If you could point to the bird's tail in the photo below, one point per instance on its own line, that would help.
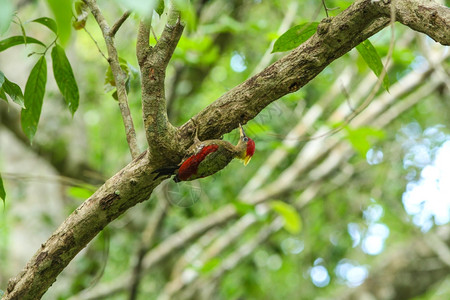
(167, 171)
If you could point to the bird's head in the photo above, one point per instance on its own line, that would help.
(246, 146)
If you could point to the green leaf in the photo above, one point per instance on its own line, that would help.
(2, 190)
(64, 78)
(6, 14)
(34, 96)
(48, 22)
(295, 36)
(373, 60)
(243, 208)
(13, 90)
(363, 138)
(3, 95)
(292, 219)
(160, 7)
(18, 40)
(62, 10)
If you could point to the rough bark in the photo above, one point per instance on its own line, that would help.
(134, 183)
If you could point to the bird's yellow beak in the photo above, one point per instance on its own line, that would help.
(247, 159)
(241, 130)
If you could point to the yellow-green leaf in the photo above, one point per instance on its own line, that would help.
(34, 96)
(48, 22)
(160, 7)
(82, 13)
(64, 78)
(6, 14)
(292, 219)
(12, 89)
(295, 36)
(363, 138)
(17, 40)
(373, 61)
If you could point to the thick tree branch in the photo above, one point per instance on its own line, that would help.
(335, 37)
(153, 62)
(119, 23)
(425, 16)
(135, 182)
(120, 77)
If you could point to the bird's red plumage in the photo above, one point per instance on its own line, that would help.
(190, 165)
(250, 147)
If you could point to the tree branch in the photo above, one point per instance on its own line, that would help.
(425, 16)
(153, 62)
(334, 37)
(135, 182)
(120, 77)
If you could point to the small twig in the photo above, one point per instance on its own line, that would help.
(118, 24)
(327, 9)
(96, 44)
(147, 240)
(154, 34)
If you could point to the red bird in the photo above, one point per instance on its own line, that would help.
(205, 158)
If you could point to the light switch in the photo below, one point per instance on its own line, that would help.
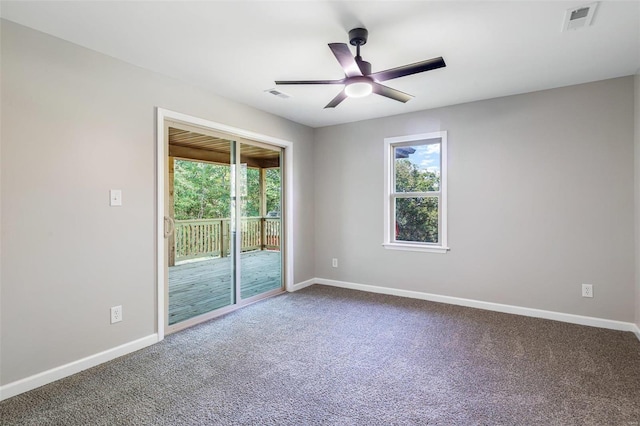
(115, 197)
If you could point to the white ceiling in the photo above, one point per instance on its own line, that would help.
(238, 48)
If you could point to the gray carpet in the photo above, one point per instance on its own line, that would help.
(325, 355)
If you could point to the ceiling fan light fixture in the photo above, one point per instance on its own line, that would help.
(358, 87)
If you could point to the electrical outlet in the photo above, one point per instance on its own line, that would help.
(587, 290)
(116, 314)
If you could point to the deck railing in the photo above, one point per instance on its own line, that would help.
(210, 237)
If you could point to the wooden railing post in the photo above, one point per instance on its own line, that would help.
(224, 237)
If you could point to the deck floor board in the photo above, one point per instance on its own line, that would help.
(199, 287)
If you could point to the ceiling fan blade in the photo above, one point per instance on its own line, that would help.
(346, 59)
(388, 92)
(429, 64)
(335, 101)
(310, 82)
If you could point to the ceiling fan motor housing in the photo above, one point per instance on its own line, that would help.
(358, 36)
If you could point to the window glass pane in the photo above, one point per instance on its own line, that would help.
(417, 219)
(417, 168)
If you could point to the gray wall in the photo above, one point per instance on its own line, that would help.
(637, 183)
(76, 124)
(541, 199)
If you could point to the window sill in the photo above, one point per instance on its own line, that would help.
(415, 247)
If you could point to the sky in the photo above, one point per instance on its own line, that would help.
(427, 157)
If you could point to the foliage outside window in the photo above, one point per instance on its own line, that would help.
(202, 191)
(415, 192)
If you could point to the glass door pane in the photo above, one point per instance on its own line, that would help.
(260, 198)
(201, 249)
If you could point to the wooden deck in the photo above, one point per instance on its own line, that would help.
(202, 286)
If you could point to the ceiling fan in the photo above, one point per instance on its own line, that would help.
(359, 81)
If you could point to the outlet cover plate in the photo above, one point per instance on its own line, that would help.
(116, 314)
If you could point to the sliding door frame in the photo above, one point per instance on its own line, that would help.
(162, 149)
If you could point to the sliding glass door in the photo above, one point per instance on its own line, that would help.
(260, 205)
(223, 210)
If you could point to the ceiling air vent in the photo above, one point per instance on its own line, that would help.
(278, 93)
(579, 17)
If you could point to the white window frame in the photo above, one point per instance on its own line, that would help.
(390, 195)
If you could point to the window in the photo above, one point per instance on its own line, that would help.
(415, 200)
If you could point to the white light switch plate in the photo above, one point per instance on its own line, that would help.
(115, 197)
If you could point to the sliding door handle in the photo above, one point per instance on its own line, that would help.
(169, 226)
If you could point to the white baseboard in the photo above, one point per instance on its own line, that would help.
(497, 307)
(636, 330)
(302, 285)
(57, 373)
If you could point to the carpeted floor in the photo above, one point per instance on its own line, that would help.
(326, 355)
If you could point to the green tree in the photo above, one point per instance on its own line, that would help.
(416, 217)
(203, 190)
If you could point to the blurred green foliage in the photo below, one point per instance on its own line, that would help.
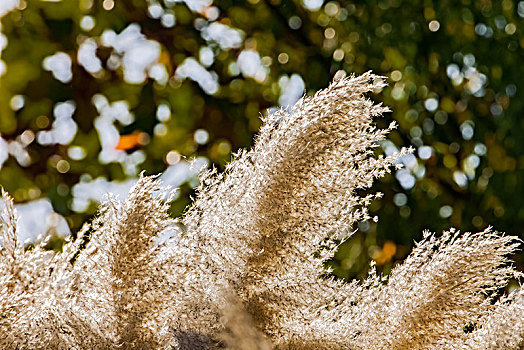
(455, 89)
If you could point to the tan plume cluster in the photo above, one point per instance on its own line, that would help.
(246, 266)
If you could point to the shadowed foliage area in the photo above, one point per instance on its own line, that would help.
(244, 267)
(94, 92)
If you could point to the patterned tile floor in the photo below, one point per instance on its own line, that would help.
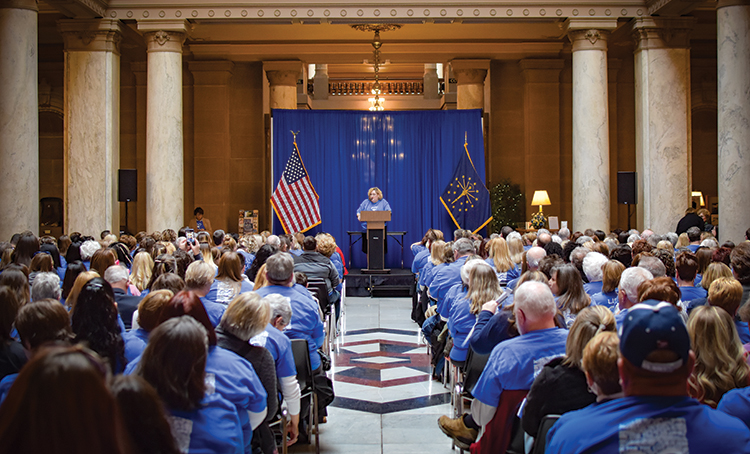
(385, 400)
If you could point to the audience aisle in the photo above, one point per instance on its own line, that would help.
(385, 400)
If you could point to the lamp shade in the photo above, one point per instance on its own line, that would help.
(541, 198)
============
Rewrite every item above with each occurrence of "photo" replaced by "image", leaving everything else unchanged. Omit the pictures from your answer.

RESPONSE TO THIS EXERCISE:
If you could point to the bird's tail in the image below, one point per instance on its own line, that would help.
(167, 171)
If you could point to the bird's head in the image above, one point per instance on its own line, that would help.
(246, 146)
If you could point to the green leaf in the image above, one point per instance on its own line, that would help.
(2, 190)
(64, 78)
(6, 14)
(34, 96)
(48, 22)
(295, 36)
(373, 60)
(243, 208)
(13, 90)
(363, 138)
(3, 95)
(292, 219)
(160, 7)
(18, 40)
(62, 10)
If you could point to the rough bark in the image above, one point per instance on its own line, that would help.
(134, 183)
If you could point to the bird's yellow beak in the image above, one point per instance on its own line, that would help.
(247, 159)
(241, 130)
If you could point to the yellow-green leaf in the image above, one point per instance on its own line, that would help.
(34, 96)
(48, 22)
(160, 7)
(82, 13)
(64, 78)
(6, 14)
(292, 219)
(12, 89)
(295, 36)
(363, 138)
(17, 40)
(373, 61)
If you could point to the thick tree branch in the image above, one point per instance on its own line, that would help.
(335, 37)
(153, 62)
(119, 23)
(425, 16)
(135, 182)
(120, 77)
If you could point to the bird's red plumage in the image above, one point per instance on its own line, that would help.
(190, 165)
(250, 147)
If you could point to the tree branch in the image above, one point per instance on its own line, that would help.
(425, 16)
(153, 62)
(334, 37)
(135, 182)
(120, 77)
If you could point to the small twig in the image above, one point per instance on its own line, that would help.
(118, 24)
(327, 9)
(96, 44)
(147, 240)
(154, 34)
If you could point to the red bird in the image above, one point per instance on its own line, that would help.
(205, 158)
If you could point to the light switch in the image below, one point per instance on its own line, that would help.
(115, 197)
If you could point to the white ceiling in the image above, one point per instance on its own line, that would help.
(238, 48)
If you could point to the gray carpet in the image above, one point per instance on its own line, that would help.
(325, 355)
If you could point to the ceiling fan light fixture in the image above, one point per instance on its own line, that would help.
(358, 87)
If you could point to the electrical outlet in the image above, one point per instance on its own line, that would help.
(587, 290)
(116, 314)
If you could point to the deck railing in the image above, one point per instance on its own line, that would help.
(210, 237)
If you could point to the wooden railing post in the image above, one point per instance on its own line, that would help.
(224, 237)
If you could point to the deck floor board in the image above, one point per instance on its own line, that would help.
(199, 287)
If you could point to the ceiling fan blade in the image above, one point per instance on its own line, that would help.
(346, 59)
(388, 92)
(429, 64)
(335, 101)
(310, 82)
If you could point to the ceiling fan motor housing in the image above, one point per instance on its own line, that would help.
(358, 36)
If you could point to the window glass pane in the image above, one point per instance on its own line, that would help.
(417, 219)
(417, 168)
If you could point to the gray wall in the image above, one point per instance on its own line, that would help.
(637, 183)
(76, 124)
(541, 199)
If you could point to the window sill in the image above, one point per instance on its own line, that would help.
(415, 247)
If you could point to the sky in the image above, one point per instance on its own line, that would help.
(427, 157)
If you could point to the foliage outside window in the image above, one point per instance on its own line, that would help.
(202, 191)
(415, 192)
If you could point to the glass door pane in the image above, one point per instance on its own line, that would help.
(260, 198)
(201, 249)
If you could point to the wooden deck in the image above, one point per instance on its own line, that would help.
(202, 286)
If you could point to the ceiling fan in the image above, one point per instance on its own line, that would help.
(359, 81)
If you could point to the outlet cover plate in the image above, one point per instance on its own line, that would help.
(116, 314)
If you could point to the sliding door frame in the image above, one point per instance on its own line, that would help.
(162, 149)
If you could point to the sliding glass door in the image above, one point per instance on its own line, that would help.
(260, 205)
(223, 210)
If you could point to the ceiling air vent in the image above, one point per instance on its own line, that would help.
(278, 93)
(579, 17)
If you could point to the white window frame in the image above, one point per instance on its own line, that would help.
(390, 195)
If you could point to the window in the image above, one point per instance on its own line, that would help.
(415, 200)
If you could point to the white light switch plate in the image above, one point per instance on its own line, that would help.
(115, 197)
If you could point to the sliding door handle in the image above, one point per instance on its own line, that would help.
(169, 226)
If you could point to the white baseboard in the image above, one point per instance on its own line, that would help.
(497, 307)
(636, 330)
(302, 285)
(57, 373)
If you could point to the carpeted floor in the image above, one point per instance on its own line, that would help.
(326, 355)
If you could point to the green tree in the image above, one point per instance on its own line, that would help.
(416, 217)
(203, 190)
If you could point to the blurred green foliage in the image below, one point per instance on its own line, that would help.
(455, 89)
If you could point to the tan plume cluster in the image above, one point per instance on its own line, that would help.
(246, 266)
If you could point to the shadowed foliage area in the image above, one point per instance on its own line, that would help.
(244, 267)
(94, 92)
If you could point to the patterned tile floor in the image below, one point per instance on its own line, that would help.
(385, 400)
If you could point to the audience aisle in the image above, one point per instance on its own line, that would help.
(385, 400)
If you could point to the lamp shade in the image above, one point per instance on its own line, that would help.
(541, 198)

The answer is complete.